> _MATERIAL FOR THE TASK_
** BEGIN **

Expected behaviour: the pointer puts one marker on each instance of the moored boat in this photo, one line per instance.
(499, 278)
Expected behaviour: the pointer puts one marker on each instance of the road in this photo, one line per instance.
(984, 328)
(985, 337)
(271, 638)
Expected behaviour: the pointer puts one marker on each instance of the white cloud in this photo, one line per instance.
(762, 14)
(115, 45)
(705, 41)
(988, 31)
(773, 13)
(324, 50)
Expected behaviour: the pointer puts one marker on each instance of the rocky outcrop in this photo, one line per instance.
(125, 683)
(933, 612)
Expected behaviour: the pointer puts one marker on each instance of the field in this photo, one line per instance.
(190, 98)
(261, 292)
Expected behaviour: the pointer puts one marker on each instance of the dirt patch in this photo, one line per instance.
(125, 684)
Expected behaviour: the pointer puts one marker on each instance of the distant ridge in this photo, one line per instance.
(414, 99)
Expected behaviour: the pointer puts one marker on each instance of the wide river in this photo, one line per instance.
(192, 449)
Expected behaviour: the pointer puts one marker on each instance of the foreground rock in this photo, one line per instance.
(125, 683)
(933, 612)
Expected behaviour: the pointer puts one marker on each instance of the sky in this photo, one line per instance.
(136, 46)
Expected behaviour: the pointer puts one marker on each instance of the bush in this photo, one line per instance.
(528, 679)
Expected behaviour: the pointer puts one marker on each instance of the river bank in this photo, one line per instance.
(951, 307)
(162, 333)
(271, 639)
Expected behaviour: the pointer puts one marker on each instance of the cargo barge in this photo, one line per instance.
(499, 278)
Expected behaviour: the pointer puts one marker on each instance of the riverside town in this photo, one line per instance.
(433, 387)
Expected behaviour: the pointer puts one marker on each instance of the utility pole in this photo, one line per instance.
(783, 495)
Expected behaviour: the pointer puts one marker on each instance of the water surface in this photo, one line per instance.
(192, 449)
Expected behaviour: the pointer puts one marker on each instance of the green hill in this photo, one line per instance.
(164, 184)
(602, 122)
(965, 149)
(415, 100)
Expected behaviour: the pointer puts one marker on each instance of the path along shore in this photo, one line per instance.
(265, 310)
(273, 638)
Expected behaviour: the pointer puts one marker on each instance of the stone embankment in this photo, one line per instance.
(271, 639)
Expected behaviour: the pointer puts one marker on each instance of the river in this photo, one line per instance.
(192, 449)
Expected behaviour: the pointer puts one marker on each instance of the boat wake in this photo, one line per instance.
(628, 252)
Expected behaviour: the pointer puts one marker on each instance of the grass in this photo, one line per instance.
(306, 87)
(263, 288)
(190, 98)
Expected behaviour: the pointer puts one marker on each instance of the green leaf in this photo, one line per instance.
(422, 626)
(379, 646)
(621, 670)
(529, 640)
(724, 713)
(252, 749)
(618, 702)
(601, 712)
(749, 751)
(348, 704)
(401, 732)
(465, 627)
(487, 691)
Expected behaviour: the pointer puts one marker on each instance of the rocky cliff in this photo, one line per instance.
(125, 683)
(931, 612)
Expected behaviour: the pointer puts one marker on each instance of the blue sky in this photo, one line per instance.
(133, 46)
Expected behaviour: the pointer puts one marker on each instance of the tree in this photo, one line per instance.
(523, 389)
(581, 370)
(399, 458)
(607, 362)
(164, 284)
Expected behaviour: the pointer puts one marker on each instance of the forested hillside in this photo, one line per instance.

** END **

> _TASK PROMPT_
Express every line of the records above as a JSON list of strings, with one string per line and blank lines omitted.

> _ANSWER TO THIS EXERCISE_
[
  "Expected behaviour: the pointer puts one marker on each instance of the moored boat in this photo, one line per instance.",
  "(499, 278)",
  "Expected behaviour: the pointer puts one marker on each instance of the road in this photo, one line per instance.",
  "(984, 328)",
  "(985, 337)",
  "(271, 638)",
  "Expected behaviour: the pointer puts one marker on each instance of the white cloud in this photo, one line per instance.",
  "(762, 14)",
  "(115, 45)",
  "(705, 41)",
  "(988, 31)",
  "(773, 13)",
  "(324, 50)",
  "Expected behaviour: the pointer puts one marker on each instance of the rocky outcrop in this photo, one line per instance.",
  "(125, 683)",
  "(933, 612)",
  "Expected behaviour: the pointer puts one marker on each instance of the field in this photo, one line per instance.",
  "(190, 98)",
  "(261, 292)",
  "Expected behaviour: the pointer puts one marker on each instance of the dirt patch in this photo, one line per instance.",
  "(125, 684)",
  "Expected behaviour: the pointer puts one marker on each instance of the distant ridge in this photo, one line per instance.",
  "(414, 99)",
  "Expected behaviour: the pointer puts one marker on each instance of the wide river in this photo, one line per instance.",
  "(192, 449)",
  "Expected behaviour: the pointer puts one marker on each instance of the foreground rock in this photo, one line per instance.",
  "(125, 683)",
  "(933, 612)",
  "Expected behaviour: the pointer puts one marker on each instance of the sky in this photo, one line per instance.",
  "(136, 46)",
  "Expected behaviour: the pointer puts one marker on each instance of the bush in this photo, one line per instance.",
  "(528, 679)",
  "Expected behaviour: the pointer puts one marker on each instance of the river bank in this photo, one line per instance.",
  "(951, 307)",
  "(162, 333)",
  "(271, 639)",
  "Expected behaviour: the pointer puts one marker on each instance of the cargo barge in this photo, one line per instance.",
  "(499, 278)",
  "Expected behaviour: the pointer puts one marker on each instance of the riverside town in this photo, one line per instance.",
  "(433, 387)",
  "Expected behaviour: the pointer puts one marker on each instance of the utility pole in this photo, one line per instance.",
  "(783, 495)",
  "Expected behaviour: the pointer puts one marker on each instance of the water surface in this photo, one line per instance.",
  "(192, 449)",
  "Expected behaviour: the pointer puts one marker on each instance of the green hill in this photo, one line per instance.",
  "(164, 184)",
  "(602, 122)",
  "(965, 149)",
  "(415, 100)",
  "Expected behaviour: the pointer puts one marker on each instance of the path along shore in this photo, one line per instance.",
  "(265, 310)",
  "(273, 638)",
  "Expected behaviour: the pointer puts one marker on each instance of the stone embankment in this photo, one line per instance.",
  "(271, 639)",
  "Expected behaviour: the pointer puts one marker on each instance of the river in this photo, one line per instance.",
  "(192, 449)",
  "Expected behaviour: the pointer puts one marker on each instance of the boat wake in this photo, one line per instance.",
  "(628, 252)",
  "Expected behaviour: the pointer puts one marker on each instance of the grass in this photo, one line per instance.",
  "(306, 87)",
  "(263, 288)",
  "(190, 98)",
  "Expected behaviour: the pointer puts one marker on each instance of the green leaf in this photo, one line per instance.",
  "(422, 626)",
  "(379, 646)",
  "(621, 670)",
  "(529, 640)",
  "(724, 713)",
  "(252, 749)",
  "(618, 702)",
  "(601, 712)",
  "(749, 751)",
  "(348, 704)",
  "(401, 732)",
  "(465, 627)",
  "(487, 691)",
  "Expected behaviour: the pointer puts one marker on each instance of the rocky cliff in this photo, one line per instance.",
  "(125, 683)",
  "(931, 612)",
  "Expected behaviour: the pointer puts one marker on each instance of the blue sky in this photo, one line per instance.",
  "(133, 46)",
  "Expected behaviour: the pointer puts one marker on each instance of the tree in this photo, one line per instance.",
  "(523, 389)",
  "(581, 370)",
  "(399, 458)",
  "(607, 362)",
  "(164, 284)",
  "Expected behaviour: the pointer puts one marker on each instance of the forested hillside in this photo, one line per instance."
]